TEXTE FOURNI
== == ==
Également, Franck Peinaud a souligné l’importance du transgénérationnel et de la mémoire dans la construction des identités et des parcours de vie. Selon lui, reconnaître la fragilité, c’est accepter une réalité universelle qui, en se transmettant d’une génération à l’autre, devient une ressource de résilience et un fondement du vivre-ensemble.
L’ouvrage, divisé en trois grandes parties, met ainsi en lumière la nécessité de décloisonner les disciplines et de penser la fragilité comme un objet partagé entre sciences sociales, droit, psychologie et philosophie.

Les violences intrafamiliales : une fragilité systémique
La magistrate Isabelle Dréan-Rivette a présenté sa contribution intitulée « Politique publique contre les violences intrafamiliales : de l’intention à l’action ? ». Elle y rappelle que « exister, c’est sortir de », se manifester, tandis que la fragilité se définit comme « ce qui peut se briser ». Ces deux dimensions, loin de s’opposer, s’articulent dans l’expérience des victimes de violences intrafamiliales, prises dans un continuum de violence marqué par des cycles psychologiques, tels que la « lune de miel », l’explosion, la peur, et des conséquences physiologiques lourdes (« fight, flight or freeze »).
== == ==
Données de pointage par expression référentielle
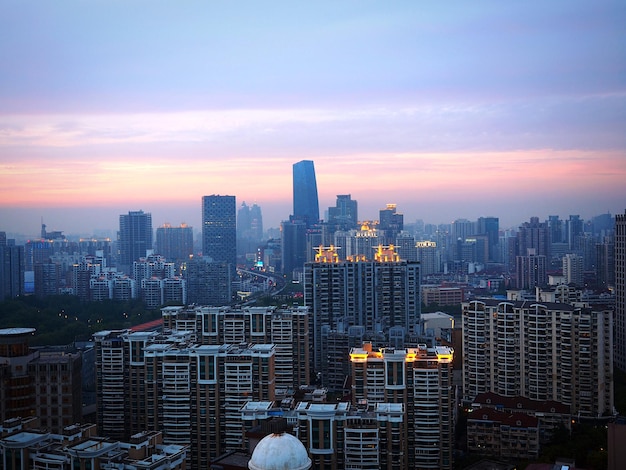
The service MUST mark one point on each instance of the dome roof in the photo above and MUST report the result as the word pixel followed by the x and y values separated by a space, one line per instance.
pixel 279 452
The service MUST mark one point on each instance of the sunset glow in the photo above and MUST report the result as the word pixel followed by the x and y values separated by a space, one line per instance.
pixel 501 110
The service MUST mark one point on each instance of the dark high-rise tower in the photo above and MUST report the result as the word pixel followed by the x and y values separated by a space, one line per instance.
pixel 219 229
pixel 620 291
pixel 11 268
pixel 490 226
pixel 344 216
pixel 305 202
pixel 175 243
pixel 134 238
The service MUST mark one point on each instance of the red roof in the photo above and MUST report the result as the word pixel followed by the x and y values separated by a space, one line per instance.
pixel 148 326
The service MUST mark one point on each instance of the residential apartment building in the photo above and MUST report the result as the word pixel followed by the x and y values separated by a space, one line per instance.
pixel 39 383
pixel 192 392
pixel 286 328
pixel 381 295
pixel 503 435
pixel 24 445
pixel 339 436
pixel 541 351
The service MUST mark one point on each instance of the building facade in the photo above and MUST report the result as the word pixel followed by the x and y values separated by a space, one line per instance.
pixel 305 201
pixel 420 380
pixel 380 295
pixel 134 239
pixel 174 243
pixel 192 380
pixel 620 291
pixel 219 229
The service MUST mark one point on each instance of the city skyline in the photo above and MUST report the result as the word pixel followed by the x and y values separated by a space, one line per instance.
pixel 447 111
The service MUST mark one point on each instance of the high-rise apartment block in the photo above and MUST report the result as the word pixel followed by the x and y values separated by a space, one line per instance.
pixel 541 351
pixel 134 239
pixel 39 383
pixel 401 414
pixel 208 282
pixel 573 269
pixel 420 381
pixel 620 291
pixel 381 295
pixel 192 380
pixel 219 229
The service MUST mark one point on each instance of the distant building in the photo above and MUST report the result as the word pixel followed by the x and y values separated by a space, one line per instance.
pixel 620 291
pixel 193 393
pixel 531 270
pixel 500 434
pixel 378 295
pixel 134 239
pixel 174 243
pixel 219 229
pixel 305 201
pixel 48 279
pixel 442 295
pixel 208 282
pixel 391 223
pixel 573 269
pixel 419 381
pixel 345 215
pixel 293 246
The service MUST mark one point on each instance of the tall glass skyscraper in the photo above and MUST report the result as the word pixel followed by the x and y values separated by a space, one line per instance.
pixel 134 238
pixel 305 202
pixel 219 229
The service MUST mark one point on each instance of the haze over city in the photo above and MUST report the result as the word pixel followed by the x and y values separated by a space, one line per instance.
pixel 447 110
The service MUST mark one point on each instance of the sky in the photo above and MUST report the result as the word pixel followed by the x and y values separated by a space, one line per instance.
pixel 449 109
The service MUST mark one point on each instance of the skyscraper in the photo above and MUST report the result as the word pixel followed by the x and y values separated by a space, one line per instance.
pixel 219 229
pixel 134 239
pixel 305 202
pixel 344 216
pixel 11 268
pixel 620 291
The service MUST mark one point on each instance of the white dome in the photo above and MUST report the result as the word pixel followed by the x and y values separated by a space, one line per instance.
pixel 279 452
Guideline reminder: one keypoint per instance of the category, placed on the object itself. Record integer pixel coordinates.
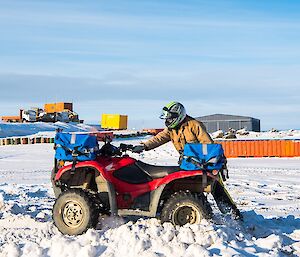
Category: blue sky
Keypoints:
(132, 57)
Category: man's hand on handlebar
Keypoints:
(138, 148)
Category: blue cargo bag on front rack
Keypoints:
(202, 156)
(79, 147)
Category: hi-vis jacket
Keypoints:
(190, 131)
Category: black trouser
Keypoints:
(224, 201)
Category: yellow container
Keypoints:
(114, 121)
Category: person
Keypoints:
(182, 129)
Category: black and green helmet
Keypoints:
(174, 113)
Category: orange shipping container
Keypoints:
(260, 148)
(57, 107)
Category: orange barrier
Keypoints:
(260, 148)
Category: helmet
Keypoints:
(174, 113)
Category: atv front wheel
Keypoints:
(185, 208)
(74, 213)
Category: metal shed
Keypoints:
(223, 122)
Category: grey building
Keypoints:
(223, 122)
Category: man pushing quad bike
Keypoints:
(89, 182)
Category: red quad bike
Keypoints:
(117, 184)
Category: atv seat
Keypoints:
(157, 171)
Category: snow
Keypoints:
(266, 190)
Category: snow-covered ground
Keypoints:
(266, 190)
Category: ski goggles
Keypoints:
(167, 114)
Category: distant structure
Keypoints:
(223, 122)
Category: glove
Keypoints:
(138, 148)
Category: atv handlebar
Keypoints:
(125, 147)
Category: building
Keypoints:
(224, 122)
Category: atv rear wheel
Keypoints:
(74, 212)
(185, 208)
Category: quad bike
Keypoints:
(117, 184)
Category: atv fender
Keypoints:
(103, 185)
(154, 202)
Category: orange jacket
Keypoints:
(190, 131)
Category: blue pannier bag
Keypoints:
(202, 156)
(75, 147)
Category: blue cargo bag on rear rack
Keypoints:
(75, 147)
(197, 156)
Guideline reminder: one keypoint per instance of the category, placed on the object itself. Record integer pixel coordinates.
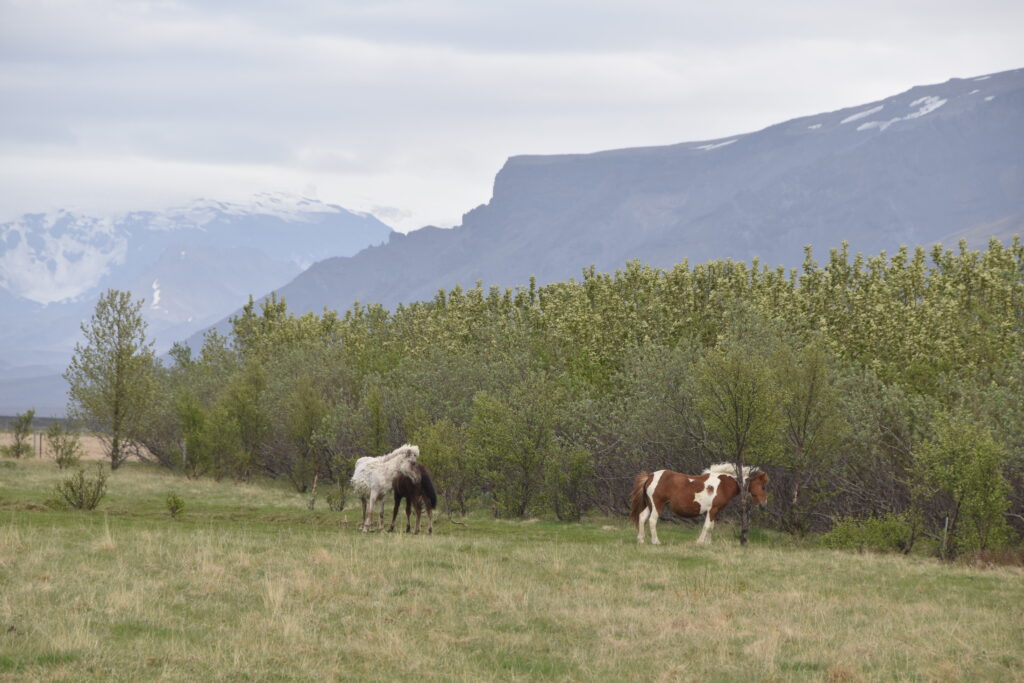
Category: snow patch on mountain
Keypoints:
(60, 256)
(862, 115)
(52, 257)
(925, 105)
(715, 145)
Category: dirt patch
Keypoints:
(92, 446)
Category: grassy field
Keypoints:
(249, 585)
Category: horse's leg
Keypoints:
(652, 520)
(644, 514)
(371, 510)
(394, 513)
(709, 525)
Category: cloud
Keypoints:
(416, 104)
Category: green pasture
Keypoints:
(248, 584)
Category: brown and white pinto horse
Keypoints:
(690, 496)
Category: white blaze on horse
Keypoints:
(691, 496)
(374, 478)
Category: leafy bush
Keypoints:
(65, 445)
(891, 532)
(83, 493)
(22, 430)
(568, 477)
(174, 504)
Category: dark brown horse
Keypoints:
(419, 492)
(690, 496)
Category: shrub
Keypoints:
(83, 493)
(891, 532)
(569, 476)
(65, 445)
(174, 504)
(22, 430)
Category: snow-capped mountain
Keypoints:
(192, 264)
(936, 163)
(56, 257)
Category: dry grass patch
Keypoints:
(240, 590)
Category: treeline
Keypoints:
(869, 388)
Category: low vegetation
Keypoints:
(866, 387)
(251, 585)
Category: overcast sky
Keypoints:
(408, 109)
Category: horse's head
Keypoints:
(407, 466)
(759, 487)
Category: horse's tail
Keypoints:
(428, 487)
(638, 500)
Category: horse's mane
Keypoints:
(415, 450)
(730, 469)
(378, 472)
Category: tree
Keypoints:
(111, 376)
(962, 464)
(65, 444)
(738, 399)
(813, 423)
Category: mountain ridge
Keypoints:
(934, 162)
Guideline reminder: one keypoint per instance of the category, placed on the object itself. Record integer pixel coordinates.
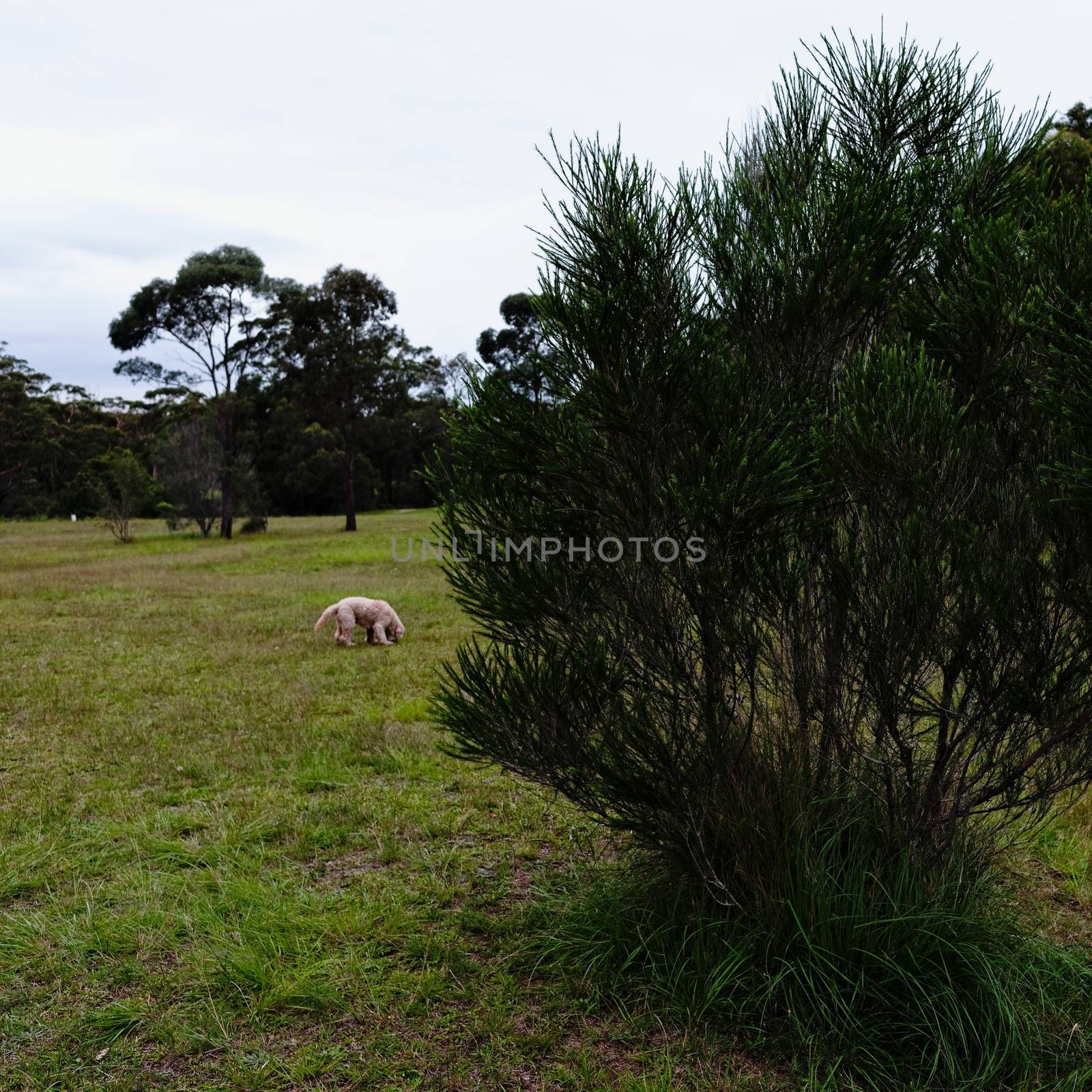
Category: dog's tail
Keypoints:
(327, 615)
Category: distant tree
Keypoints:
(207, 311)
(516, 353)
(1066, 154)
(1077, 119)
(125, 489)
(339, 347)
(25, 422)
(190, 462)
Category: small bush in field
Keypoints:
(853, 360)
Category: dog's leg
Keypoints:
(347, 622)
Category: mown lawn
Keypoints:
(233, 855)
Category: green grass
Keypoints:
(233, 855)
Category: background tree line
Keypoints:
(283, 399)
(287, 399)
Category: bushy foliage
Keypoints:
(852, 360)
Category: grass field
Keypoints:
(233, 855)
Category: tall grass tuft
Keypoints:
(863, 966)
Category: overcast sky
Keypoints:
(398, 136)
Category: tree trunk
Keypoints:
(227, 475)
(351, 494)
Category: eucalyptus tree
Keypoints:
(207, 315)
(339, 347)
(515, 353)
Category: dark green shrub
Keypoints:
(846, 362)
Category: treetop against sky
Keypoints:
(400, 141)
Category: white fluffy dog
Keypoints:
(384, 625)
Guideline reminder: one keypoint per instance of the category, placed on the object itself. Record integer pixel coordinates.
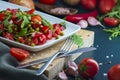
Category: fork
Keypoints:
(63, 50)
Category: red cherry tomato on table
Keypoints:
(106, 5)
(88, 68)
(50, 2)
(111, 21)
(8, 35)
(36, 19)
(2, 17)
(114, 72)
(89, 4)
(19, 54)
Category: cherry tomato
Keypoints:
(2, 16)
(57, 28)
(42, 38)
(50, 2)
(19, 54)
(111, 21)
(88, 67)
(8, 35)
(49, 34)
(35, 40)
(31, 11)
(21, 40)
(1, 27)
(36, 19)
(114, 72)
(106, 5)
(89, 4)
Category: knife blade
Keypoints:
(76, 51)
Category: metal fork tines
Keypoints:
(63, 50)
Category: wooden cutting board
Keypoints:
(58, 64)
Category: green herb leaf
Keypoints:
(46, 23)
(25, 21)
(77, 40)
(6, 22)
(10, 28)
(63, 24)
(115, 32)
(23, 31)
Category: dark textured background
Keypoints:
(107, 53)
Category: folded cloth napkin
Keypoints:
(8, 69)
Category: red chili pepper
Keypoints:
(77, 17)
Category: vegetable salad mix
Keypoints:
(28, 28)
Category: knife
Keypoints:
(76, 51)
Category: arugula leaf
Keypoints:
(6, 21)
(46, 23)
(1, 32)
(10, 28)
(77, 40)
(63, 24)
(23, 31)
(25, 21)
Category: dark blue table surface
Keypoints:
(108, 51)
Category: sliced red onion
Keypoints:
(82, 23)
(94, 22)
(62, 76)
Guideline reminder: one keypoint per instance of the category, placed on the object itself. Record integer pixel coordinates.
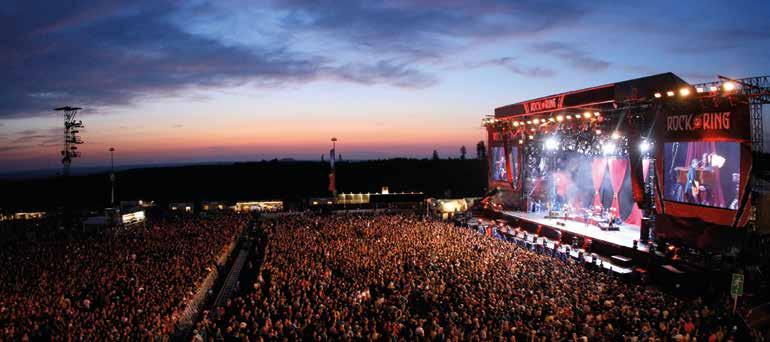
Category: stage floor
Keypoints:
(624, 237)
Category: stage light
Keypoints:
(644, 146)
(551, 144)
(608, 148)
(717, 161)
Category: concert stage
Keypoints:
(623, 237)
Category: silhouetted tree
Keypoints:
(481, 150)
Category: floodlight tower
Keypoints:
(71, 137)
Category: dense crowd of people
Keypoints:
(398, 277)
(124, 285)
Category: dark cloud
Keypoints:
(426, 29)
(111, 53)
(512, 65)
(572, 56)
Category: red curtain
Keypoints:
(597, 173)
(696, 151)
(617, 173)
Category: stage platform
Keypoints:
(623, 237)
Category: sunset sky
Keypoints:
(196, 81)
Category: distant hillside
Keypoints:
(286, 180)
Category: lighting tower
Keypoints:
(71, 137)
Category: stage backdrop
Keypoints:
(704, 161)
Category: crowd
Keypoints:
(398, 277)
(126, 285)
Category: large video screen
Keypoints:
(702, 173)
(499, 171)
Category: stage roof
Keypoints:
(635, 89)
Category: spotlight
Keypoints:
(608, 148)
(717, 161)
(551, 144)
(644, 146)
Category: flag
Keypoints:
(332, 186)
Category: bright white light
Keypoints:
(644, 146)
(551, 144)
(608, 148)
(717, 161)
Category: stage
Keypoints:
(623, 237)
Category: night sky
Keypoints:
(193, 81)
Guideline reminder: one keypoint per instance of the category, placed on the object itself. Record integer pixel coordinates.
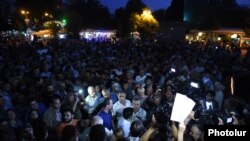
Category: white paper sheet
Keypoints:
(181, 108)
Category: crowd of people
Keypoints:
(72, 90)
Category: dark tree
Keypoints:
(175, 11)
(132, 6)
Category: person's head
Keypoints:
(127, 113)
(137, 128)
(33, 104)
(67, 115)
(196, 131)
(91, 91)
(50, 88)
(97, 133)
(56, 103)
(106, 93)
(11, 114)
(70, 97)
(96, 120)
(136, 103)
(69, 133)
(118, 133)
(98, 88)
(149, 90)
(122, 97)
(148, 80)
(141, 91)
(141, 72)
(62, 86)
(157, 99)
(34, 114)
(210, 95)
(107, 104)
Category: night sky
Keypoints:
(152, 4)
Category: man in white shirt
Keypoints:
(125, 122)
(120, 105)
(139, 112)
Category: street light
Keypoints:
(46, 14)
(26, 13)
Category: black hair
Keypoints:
== == ==
CONSIGNE
Dans le texte fourni, reprenez sous forme de liste le paragraphe qui commence par « La magistrate Isabelle Dréan-Rivette ». Conservez-en les faits principaux.

RÉPONSE
- La magistrate Isabelle Dréan-Rivette a présenté sa contribution « Politique publique contre les violences intrafamiliales : de l’intention à l’action ? ».
- Elle rappelle qu’exister, c’est « sortir de », se manifester, et que la fragilité se définit comme « ce qui peut se briser ».
- Ces deux dimensions ne s’opposent pas. Elles se rejoignent dans l’expérience des victimes de violences intrafamiliales.
- Ces victimes sont prises dans un continuum de violence, avec des cycles psychologiques (« lune de miel », explosion, peur) et de lourdes conséquences physiologiques (« fight, flight or freeze »).